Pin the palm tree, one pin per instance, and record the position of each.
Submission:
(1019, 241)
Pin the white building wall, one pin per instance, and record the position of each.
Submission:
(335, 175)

• What you need to do
Nothing should be left out or altered, so reproduce the whole listing.

• Exercise solution
Pin the palm tree, one pin per instance, and record the position of each.
Submission:
(1019, 241)
Pin the white building wall, one pin per instance, and record the position of each.
Submission:
(335, 175)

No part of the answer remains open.